**THE TASKS**.
a. In the Advaita Vedanta passage, swap "premier" for "foremost" and write out the stretch between "Advaita Vedanta and" and "the illumined teacher)", inclusive.
b. Extend the Advaita Vedanta passage with new text that follows on from its last sentence.

**TEXT PASSAGE**.
● ● ●

Pineapple Yoga
Pineapple Yoga > Advaita Vedanta

Advaita Vedanta and The Upanishads

The philosophy of Advaita, literally non-dualism, is the premier and oldest extant among the Vedanta schools of Indian philosophy. The upanishadic quest is to understand brahman, the source of everything, the Atman, the Self, and the relationship between Brahman and Atman. The upanishads explore these issues from different angles. The Advaita school teaches a complete essential identity between Brahman and Atman. In other Vedantic traditions, the essential relationship between Atman and Brahman is understood in different ways.

The Upanishads “Sitting Down Near” (the feet of the illumined teacher)


The Upanishads record the inspired teachings of men and women who were seeking Universal Truths. Who wrote them and when is unknown; the sages who composed them knew truths were eternal and that their identities were irrelevant. According to Shankara (8th century mystic), ten have been considered principle, the true number is unknown.

The authors’ interest was to transcend the ostensibly rational processes by which we normally try to make sense of the world, in order to reach a state of Pure Being. This state is beyond all thought and feeling, and is referred to as the Self. The Self is unchanging and impartial, and is considered to be the only reliable basis for true understanding of inner and unstable (changing) to comprehend an Untimate Reality, which is stable and unchanging, and thus eternal.

The rest of the Vedas look outward, but the Upanishads look inward; there is a Reality underlying life that can be realized without ritual or the structure of organized religion. This Realization is why we have been born and the goal of evolution. The Upanishads explore different states of consciousness, asking questions such as “Who is the knower?” They teach that you cannot separate mind and observe its workings objectively. The mind is treated as both object and laboratory; attention is trained inward on itself through meditation.

● ● ●

Lines of data

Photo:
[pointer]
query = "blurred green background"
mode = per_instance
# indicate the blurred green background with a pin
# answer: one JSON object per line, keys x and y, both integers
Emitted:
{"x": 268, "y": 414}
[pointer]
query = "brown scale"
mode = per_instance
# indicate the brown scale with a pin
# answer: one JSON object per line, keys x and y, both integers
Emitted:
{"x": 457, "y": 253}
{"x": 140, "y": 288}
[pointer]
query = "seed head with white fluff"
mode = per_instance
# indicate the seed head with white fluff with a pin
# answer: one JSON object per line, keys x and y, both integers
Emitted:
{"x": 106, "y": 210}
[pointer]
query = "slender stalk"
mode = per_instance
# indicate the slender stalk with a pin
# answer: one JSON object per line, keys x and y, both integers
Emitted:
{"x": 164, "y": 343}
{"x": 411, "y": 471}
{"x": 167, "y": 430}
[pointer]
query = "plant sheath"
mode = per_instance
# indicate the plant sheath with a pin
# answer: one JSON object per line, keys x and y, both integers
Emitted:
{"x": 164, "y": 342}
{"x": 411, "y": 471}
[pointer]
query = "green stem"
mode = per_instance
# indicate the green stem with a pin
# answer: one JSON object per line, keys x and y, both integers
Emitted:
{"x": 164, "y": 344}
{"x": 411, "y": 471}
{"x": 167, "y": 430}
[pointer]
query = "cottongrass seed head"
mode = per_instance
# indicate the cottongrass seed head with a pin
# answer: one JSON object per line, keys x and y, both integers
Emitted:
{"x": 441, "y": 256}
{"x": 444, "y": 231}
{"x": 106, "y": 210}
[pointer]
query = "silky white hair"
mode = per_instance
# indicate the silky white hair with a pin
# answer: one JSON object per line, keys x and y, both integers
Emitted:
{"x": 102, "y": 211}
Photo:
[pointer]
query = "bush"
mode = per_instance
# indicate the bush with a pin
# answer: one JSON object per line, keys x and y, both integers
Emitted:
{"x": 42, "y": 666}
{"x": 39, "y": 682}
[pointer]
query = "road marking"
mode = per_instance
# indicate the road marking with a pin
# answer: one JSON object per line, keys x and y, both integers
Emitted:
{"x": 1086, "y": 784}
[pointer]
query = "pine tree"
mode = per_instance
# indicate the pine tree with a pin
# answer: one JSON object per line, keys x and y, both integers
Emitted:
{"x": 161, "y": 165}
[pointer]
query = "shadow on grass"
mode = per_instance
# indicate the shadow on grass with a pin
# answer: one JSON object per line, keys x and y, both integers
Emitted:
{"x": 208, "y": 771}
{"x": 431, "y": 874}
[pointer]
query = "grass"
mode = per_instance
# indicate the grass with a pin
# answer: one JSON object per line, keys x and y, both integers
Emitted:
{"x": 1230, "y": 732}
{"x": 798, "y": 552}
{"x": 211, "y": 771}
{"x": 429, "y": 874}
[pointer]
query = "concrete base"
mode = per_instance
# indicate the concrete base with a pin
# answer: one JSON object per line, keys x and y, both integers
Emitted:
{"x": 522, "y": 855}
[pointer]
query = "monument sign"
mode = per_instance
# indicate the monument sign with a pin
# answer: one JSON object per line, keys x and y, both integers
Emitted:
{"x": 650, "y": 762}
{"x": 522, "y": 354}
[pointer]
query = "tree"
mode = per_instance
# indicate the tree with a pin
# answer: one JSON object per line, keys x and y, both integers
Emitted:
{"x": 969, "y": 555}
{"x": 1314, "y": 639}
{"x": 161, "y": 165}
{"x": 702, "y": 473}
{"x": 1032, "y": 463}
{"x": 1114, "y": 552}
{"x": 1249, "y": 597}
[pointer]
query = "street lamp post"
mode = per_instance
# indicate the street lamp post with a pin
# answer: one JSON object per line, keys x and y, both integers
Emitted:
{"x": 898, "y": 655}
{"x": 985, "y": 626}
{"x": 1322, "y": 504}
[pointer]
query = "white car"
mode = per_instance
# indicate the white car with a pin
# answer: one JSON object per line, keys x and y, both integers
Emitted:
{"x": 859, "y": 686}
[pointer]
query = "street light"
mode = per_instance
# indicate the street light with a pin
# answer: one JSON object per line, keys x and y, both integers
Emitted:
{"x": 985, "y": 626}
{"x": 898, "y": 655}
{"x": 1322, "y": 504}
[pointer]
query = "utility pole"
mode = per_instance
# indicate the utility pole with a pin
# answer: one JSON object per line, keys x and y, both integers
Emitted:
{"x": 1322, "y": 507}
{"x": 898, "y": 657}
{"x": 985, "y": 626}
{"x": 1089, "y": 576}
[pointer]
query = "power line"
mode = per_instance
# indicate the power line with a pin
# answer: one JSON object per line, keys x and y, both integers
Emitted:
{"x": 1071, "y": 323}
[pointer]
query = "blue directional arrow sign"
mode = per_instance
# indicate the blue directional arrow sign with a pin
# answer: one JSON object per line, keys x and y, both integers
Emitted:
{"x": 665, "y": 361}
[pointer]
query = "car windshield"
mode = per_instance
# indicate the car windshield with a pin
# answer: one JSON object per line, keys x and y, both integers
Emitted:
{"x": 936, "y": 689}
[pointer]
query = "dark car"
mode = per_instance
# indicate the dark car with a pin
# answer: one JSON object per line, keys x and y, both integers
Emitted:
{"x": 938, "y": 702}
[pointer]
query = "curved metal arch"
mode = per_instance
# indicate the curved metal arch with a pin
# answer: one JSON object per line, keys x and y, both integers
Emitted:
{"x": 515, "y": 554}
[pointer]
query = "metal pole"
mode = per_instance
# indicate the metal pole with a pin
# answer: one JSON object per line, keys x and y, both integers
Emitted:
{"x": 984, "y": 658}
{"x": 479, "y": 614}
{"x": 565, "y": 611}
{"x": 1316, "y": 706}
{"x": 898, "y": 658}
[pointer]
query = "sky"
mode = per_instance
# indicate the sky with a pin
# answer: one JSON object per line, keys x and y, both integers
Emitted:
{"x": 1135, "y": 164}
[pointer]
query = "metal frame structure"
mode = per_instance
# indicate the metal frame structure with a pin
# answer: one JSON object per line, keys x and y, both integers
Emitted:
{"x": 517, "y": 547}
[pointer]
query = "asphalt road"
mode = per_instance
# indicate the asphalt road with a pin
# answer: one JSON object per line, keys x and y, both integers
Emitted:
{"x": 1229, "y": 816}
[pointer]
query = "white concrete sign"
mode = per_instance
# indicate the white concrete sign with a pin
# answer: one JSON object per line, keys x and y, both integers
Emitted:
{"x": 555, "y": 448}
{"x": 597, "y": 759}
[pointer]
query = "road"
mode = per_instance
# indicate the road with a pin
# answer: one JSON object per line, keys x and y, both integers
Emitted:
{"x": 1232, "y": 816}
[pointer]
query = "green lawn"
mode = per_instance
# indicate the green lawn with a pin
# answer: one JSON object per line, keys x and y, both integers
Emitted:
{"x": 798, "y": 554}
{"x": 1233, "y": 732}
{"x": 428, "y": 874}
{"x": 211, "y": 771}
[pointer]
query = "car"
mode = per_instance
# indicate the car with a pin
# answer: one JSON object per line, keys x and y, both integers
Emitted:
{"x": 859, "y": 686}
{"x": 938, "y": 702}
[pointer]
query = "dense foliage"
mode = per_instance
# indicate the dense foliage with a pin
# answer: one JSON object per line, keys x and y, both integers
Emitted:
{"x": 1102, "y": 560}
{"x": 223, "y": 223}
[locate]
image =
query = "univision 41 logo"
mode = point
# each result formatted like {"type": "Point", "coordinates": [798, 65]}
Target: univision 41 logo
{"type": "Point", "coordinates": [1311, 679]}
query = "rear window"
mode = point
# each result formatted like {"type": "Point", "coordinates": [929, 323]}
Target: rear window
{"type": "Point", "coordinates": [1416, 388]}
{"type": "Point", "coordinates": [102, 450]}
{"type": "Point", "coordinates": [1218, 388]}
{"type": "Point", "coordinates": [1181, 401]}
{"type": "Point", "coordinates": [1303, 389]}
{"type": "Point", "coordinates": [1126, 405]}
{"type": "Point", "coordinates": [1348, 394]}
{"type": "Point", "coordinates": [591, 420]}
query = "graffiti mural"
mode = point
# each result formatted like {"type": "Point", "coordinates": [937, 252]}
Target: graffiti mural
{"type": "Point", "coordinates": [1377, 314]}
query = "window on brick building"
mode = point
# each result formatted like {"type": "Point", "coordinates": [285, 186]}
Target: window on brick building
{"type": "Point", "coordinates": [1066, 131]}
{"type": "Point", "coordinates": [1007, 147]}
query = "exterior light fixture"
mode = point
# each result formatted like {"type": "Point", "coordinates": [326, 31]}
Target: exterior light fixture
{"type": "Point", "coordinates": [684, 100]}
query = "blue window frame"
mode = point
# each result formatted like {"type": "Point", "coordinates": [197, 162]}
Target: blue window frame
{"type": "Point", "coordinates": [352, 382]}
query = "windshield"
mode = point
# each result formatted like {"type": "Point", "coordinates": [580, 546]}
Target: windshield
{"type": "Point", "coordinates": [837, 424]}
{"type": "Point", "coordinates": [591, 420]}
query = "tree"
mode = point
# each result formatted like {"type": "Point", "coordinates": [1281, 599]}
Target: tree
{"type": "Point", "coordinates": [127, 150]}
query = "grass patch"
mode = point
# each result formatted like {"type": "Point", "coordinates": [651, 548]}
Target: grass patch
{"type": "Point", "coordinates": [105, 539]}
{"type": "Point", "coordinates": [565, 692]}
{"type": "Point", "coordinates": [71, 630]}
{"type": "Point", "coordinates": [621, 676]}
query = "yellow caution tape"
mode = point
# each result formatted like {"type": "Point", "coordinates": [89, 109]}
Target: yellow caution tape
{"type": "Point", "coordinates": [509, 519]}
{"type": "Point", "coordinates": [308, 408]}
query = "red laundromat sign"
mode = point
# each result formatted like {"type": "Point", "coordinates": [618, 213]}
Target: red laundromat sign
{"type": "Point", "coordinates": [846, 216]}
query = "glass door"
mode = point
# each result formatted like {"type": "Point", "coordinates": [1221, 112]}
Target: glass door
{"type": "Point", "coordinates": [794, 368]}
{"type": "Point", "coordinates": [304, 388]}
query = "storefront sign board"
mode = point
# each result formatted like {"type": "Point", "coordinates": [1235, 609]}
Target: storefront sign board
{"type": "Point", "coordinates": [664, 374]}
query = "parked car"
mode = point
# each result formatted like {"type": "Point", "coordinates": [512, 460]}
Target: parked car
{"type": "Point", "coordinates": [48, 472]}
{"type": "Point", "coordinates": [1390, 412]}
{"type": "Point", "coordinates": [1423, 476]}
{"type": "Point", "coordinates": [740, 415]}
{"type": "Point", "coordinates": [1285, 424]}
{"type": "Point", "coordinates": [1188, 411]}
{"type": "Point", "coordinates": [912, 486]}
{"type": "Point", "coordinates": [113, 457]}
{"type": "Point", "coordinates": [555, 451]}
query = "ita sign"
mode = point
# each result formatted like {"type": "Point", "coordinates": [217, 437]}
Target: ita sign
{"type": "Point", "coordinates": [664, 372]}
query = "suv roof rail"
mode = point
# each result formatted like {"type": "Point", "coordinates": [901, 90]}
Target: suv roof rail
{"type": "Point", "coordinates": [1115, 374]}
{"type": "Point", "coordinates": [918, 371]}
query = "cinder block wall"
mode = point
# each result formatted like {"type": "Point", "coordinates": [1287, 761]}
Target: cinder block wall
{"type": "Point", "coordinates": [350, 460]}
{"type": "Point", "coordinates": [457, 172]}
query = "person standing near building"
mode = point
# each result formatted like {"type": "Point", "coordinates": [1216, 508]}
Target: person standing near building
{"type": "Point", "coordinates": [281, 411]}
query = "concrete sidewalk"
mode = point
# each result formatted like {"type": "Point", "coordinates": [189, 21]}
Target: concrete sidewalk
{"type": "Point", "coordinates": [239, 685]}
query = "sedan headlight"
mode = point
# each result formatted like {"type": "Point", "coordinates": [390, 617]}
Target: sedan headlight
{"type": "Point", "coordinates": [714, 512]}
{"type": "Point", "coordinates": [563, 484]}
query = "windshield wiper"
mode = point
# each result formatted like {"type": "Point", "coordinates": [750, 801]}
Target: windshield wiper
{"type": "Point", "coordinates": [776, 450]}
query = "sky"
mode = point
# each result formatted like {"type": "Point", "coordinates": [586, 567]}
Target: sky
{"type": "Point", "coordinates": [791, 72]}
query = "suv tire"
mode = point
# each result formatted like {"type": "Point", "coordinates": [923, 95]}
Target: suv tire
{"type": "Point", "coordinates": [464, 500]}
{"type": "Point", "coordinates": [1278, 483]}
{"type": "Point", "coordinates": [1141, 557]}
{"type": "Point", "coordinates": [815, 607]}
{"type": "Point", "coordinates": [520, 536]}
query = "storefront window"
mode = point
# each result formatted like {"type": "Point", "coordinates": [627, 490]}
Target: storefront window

● ● ●

**RESPONSES**.
a.
Advaita Vedanta and The Upanishads

The philosophy of Advaita, literally non-dualism, is the foremost and oldest extant among the Vedanta schools of Indian philosophy. The upanishadic quest is to understand brahman, the source of everything, the Atman, the Self, and the relationship between Brahman and Atman. The upanishads explore these issues from different angles. The Advaita school teaches a complete essential identity between Brahman and Atman. In other Vedantic traditions, the essential relationship between Atman and Brahman is understood in different ways.

The Upanishads “Sitting Down Near” (the feet of the illumined teacher)

b.
In meditation, the focus of awareness shifts from the boundaries of a limited personality to the expansiveness of an all-inclusive field, not localized to the body, in which all phenomena arise, inhere and eventually pass away. When the conceptual veil through which we ordinarily see the world is lifted, each limited object shines with the boundless light of the spirit, and each transitory experience is a celebration of eternity. As the text says, the truly wise is one who “sees everything as nothing but the Self, and the Self in everything he sees”. Or as Sri K. Pattabhi Jois says, “Everywhere you look you see God.”

Examples from The Upanishads


“The Self is one, though it appears to be many. Those who meditate upon the Self and realize the Self go beyond decay and death, beyond separateness and sorrow. They see the Self in everyone and obtain all things.”

“Control the senses and purify the mind. In a pure mind there is constant awareness of the Self. Where there is constant awareness of the Self, freedom ends bondage and joy ends sorrow.” – from the Chandogya Upanishad, translated by Eknath Easwaran.

“When the five senses are stilled, when the mind is stilled, when the intellect is stilled, THAT is called the highest state by the wise. They say yoga is the complete stillness in which one enters the unitive state, never to become separate again. If one is not established in this state, the sense of unity will come and go.

The unitive state cannot be attained through words or thoughts or through the Eye. How can it be attained except through one who is established in this state himself?

There are two selves, the seperate ego and the indivisible Atman.

When one rises above ‘I’ , ‘me’ and ‘mine’, the Atman is revealed as one’s real Self.”

from the Katha Upanishad

The Self is one, though it appears to be many. Those who meditate upon the Self and realize the Self go beyond decay and death, beyond separateness and sorrow. They see the Self in everyone and obtain all things.

— Chandogya Upanishad

What is Meditation by Osho


When people come to me and they ask, “How to meditate?” I tell them, “There is no need to ask how to meditate, just ask how to remain unoccupied. Meditation happens spontaneously. Just ask how to remain unoccupied, that’s all. That’s the whole trick of meditation – how to remain unoccupied. Then you cannot do anything. The meditation will flower. When you are not doing anything the energy moves towards the center, it settles down towards the center. When you are doing something the energy moves out. Doing is a way of moving out. Non-doing is a way of moving in. Occupation is an escape. You can read the Bible, you can make it an occupation. There is no difference between religious occupation and secular occupation: all occupations are occupations, and they help you to cling outside your being. They are excuses to remain outside.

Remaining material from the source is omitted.